What is being asked:
Should any entry look odd, write it out exactly anyway, along with all the rest.

Supplied data Block Start

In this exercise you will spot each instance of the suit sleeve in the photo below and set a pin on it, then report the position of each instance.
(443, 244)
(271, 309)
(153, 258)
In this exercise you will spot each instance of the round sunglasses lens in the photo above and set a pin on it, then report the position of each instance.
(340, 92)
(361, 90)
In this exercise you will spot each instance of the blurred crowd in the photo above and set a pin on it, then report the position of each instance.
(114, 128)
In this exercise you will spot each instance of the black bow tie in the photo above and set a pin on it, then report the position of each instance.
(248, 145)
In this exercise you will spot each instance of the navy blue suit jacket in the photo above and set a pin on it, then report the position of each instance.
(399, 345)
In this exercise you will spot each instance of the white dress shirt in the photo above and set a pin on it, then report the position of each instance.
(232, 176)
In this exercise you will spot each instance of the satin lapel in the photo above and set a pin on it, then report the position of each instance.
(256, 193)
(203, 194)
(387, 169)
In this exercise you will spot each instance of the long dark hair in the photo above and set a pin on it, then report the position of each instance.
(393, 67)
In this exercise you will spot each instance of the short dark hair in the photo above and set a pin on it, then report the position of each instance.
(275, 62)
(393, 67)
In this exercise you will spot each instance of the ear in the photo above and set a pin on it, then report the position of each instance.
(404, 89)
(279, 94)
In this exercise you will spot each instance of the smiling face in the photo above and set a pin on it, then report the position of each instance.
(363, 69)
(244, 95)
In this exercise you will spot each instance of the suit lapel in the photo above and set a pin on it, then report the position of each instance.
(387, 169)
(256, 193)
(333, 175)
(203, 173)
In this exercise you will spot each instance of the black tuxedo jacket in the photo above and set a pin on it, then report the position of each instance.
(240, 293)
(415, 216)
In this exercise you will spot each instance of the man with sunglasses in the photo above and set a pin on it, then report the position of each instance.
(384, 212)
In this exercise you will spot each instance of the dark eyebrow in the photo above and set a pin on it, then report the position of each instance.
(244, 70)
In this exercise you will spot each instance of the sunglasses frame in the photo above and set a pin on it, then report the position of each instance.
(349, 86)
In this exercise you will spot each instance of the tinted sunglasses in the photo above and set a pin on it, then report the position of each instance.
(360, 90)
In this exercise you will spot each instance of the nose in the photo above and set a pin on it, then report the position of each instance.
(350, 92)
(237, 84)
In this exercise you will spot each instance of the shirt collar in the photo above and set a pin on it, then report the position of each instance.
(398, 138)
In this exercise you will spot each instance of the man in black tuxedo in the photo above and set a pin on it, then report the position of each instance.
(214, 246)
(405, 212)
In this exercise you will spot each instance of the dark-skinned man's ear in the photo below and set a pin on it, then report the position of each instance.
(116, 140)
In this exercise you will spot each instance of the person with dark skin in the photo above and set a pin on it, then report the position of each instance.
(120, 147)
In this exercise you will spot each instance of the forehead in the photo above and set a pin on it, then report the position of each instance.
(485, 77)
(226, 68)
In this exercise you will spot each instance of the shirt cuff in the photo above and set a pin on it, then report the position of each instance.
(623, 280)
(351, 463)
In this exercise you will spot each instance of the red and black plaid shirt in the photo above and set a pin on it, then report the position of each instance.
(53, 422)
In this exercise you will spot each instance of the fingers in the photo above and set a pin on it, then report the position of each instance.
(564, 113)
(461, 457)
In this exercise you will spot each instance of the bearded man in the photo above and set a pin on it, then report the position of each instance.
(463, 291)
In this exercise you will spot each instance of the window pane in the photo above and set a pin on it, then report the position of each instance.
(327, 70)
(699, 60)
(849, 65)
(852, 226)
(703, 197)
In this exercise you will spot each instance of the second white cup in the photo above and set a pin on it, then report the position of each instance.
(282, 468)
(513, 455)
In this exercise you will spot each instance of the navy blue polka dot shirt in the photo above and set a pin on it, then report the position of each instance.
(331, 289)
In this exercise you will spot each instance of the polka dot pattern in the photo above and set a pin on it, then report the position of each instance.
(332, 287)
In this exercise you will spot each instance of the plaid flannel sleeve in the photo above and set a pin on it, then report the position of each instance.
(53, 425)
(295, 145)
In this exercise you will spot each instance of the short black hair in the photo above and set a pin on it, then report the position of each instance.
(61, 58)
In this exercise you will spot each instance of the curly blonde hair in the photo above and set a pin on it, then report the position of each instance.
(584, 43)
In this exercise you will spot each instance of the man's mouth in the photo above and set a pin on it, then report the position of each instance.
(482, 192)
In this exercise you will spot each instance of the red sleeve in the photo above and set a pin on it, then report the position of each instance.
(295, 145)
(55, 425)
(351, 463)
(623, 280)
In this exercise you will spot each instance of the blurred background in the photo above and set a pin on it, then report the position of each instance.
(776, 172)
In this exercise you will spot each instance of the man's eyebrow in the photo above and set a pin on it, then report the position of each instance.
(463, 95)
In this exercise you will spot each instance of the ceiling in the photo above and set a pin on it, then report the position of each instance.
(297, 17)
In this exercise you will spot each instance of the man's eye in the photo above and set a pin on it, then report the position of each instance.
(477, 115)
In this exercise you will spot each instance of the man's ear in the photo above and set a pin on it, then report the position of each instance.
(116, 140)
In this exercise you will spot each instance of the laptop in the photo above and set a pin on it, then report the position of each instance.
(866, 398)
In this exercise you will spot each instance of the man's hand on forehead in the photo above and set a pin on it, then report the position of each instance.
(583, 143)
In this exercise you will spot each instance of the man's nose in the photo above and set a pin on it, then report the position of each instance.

Supplied data Block End

Final answer:
In this exercise you will spot each instance of the suit sleeve in the photo below and set a pin on it, then report the position of each instance.
(443, 244)
(271, 309)
(153, 258)
In this exercise you will spot each instance of the round sunglasses lens in the photo above and set a pin on it, then report the position of each instance.
(340, 92)
(361, 90)
In this exercise you will spot each instance of the blurred crowd in the photo above and set a pin on it, then report the position of each instance.
(114, 128)
In this exercise you will spot each instance of the black bow tie in the photo above and set a pin on it, then report the position of each instance.
(248, 145)
In this exercise you will spot each instance of the navy blue suit jacket in the photo above and set a pin on it, then report the position of each instance.
(399, 345)
In this exercise you will spot each instance of the white dress shirt in the photo above and set a pin on it, then report the position of each instance.
(232, 176)
In this exercise you will spot each instance of the satin lapel in the photo above and set a pin on it, then report the position of each instance.
(256, 193)
(203, 194)
(387, 169)
In this exercise you will spot each instance of the long dark hair in the photo above and set a pin on it, then report the position of each instance.
(393, 67)
In this exercise you will spot each instance of the short dark hair in the photo above and set a pin on it, then report the position of each instance.
(275, 62)
(393, 67)
In this exercise you will spot each instance of the ear in the photo above and set a pin on it, then report the position of each instance.
(404, 89)
(279, 94)
In this exercise you will spot each instance of the smiling face in the photo above and set a pin on it, then report the position of each instance.
(363, 69)
(244, 95)
In this exercise you will spot each instance of the suit lapel in the photo above and set a pin on it, then report the position of each instance.
(387, 169)
(256, 193)
(333, 175)
(203, 173)
In this exercise you will spot each instance of the black tuxedo jacket in the photo above and set a pin on it, then report the position of each instance.
(240, 293)
(415, 216)
In this exercise you will spot each instance of the man with sunglasses in the photo above and set a pin on it, then report the position of each instance.
(384, 212)
In this exercise you will spot each instance of the dark eyebrow in the photo above and set a pin on it, then report the position of each instance.
(244, 70)
In this exercise you will spot each instance of the sunglasses frame in the photo above and set a pin on it, then report the position of each instance.
(349, 86)
In this exercise you will spot each instance of the tinted sunglasses in the photo above and set a pin on it, then report the position of each instance.
(360, 90)
In this exercise you will spot each instance of the nose in the photo above and set a pin on it, then report the position of each instance.
(350, 92)
(237, 84)
In this exercise you will spot each instance of the shirt collar in the photo above and set a pin on it, then report the position of each instance.
(398, 138)
In this exercise you will spot each instance of the man in black tuxedo in the photo above and set a pin on it, then report the position of each instance.
(214, 246)
(405, 212)
In this exercise you will spot each instance of the dark-skinned man's ear in the photo below and set a pin on it, then report the position of each instance.
(116, 140)
In this exercise you will spot each instance of the person with dark skin in the photo above and set a pin on it, then report the position of each instance.
(120, 147)
In this exercise you will spot each instance of the forehead in the photo above and set a pin on it, then report the position of each instance.
(485, 77)
(226, 68)
In this exercise you will spot each instance of the shirt cuff in the photo above and set a pin on it, then report the position of each instance.
(623, 280)
(351, 463)
In this exercise you will spot each instance of the red and black plaid shirt in the photo above and set a pin on it, then report the position of each instance.
(53, 422)
In this exercise you will spot each instance of the fingers in the photo above and set a pin on it, then report the position of each instance.
(564, 113)
(461, 457)
In this exercise you will spot each instance of the bearded man in the photo above and set a pin on it, then report the position of each instance.
(463, 291)
In this exercise you will spot each instance of the window pane in the photo above and set a pin on it, then report the position of each instance.
(327, 70)
(699, 60)
(849, 65)
(852, 226)
(703, 197)
In this exercise you will spot each instance of the second white cup in the photo above and set a pin on it, then report the position of each instance.
(282, 468)
(513, 455)
In this exercise you will spot each instance of the navy blue polka dot shirt in the photo above and set a pin on it, then report the position of each instance.
(331, 289)
In this exercise you will spot each instance of the polka dot pattern in the photo above and set a pin on it, then report the position of each instance.
(332, 287)
In this exercise you will spot each instance of the plaid flannel sleeve in the photo above and set a pin on it, then report the position of each instance.
(53, 425)
(295, 145)
In this exercise you will spot each instance of the short black hair in the photo above and set a pin on it, then report the position of each instance.
(61, 58)
In this exercise you will spot each instance of the curly blonde hair in the photo above and set a pin on it, then report the position of each instance.
(584, 43)
In this exercise you will spot each instance of the man's mouth in the photo above and set a pin on it, then report the position of each instance.
(482, 192)
In this exercise you will spot each instance of the red sleeve in the photo above and set a pin on it, then report the position of each instance.
(295, 145)
(55, 425)
(351, 463)
(623, 280)
In this exercise you will spot each instance of the blurred background in the photo above and set a pin on it, then report the position of each instance.
(776, 172)
In this exercise you will spot each instance of the man's eyebrow in the photo above and set a pin on it, then report the position of each instance.
(463, 95)
In this exercise you will spot each instance of the ceiling in the photo above and set a pin on it, then report the position of each instance.
(297, 17)
In this exercise you will spot each instance of the man's eye in the photo above and set a pin on it, then report the position of each instance.
(477, 115)
In this exercise you will spot each instance of the man's ear in the photo above and set a pin on it, then report the position of each instance.
(116, 140)
In this exercise you will spot each instance of the laptop in the photo above and set a pin on it, then report the position of each instance.
(866, 398)
In this exercise you will spot each instance of the man's hand on forehead in the photo above and set a pin on it, then report the position of each instance.
(583, 143)
In this exercise you will spot each instance of the man's nose in the photo above and set a pin on it, then report the position of each instance.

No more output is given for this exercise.